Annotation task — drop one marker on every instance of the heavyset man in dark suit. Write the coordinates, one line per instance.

...

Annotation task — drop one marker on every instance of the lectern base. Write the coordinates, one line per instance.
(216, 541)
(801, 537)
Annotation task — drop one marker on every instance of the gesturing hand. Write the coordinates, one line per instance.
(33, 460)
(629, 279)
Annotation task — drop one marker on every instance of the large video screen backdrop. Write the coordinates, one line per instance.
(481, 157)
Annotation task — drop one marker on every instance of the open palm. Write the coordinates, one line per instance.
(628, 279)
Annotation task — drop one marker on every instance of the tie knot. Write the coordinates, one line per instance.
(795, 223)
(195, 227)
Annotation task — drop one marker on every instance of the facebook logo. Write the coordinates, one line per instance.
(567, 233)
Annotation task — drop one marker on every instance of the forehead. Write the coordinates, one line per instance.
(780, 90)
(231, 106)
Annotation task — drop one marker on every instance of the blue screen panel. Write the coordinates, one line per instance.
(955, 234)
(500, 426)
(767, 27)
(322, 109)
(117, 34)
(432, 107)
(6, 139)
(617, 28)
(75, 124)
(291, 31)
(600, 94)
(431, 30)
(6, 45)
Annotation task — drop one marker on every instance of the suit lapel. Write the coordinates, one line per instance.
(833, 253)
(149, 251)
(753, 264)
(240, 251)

--

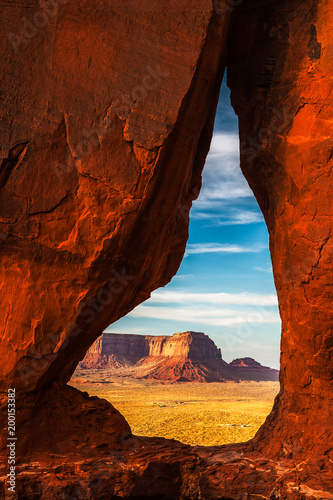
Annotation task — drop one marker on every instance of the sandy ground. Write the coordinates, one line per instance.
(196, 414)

▸ What is expected
Report every line in the rows above that contains the string "Write", matching case exactly.

▸ Answer to this problem
Annotation task — drop one marker on every instance of the heavyset man in dark suit. Write the coordinates, one line per instance.
Annotation task — drop one marker on every instance of the lectern base. Write the coordinates, one line per instance.
Annotation task — drop one marker on every instance of the gesturing hand. Write the coordinates, one line per instance.
Annotation task — drop one marker on every instance of the large video screen backdrop. Write the coordinates, one line per instance.
Annotation task — drop one marker on every instance of the open palm. Write the coordinates, one line per instance.
Annotation task — drop one marker on every instance of the tie knot. Write the coordinates, one line per instance.
Annotation task — drop one marker on every instance of the facebook logo. Write the coordinates, one line per instance.
Annotation task — drop one marker on every instance of the forehead. Write the coordinates, one line per instance.
Annotation task — drop one marker on every instance of the blue screen panel. Write the coordinates, one line per instance.
Annotation task — drop one marker on every instance of the suit lapel. Write the coordinates, one line per instance.
Annotation task — drop one marker on every instance of the sandy ground. Write the coordinates, one line per instance.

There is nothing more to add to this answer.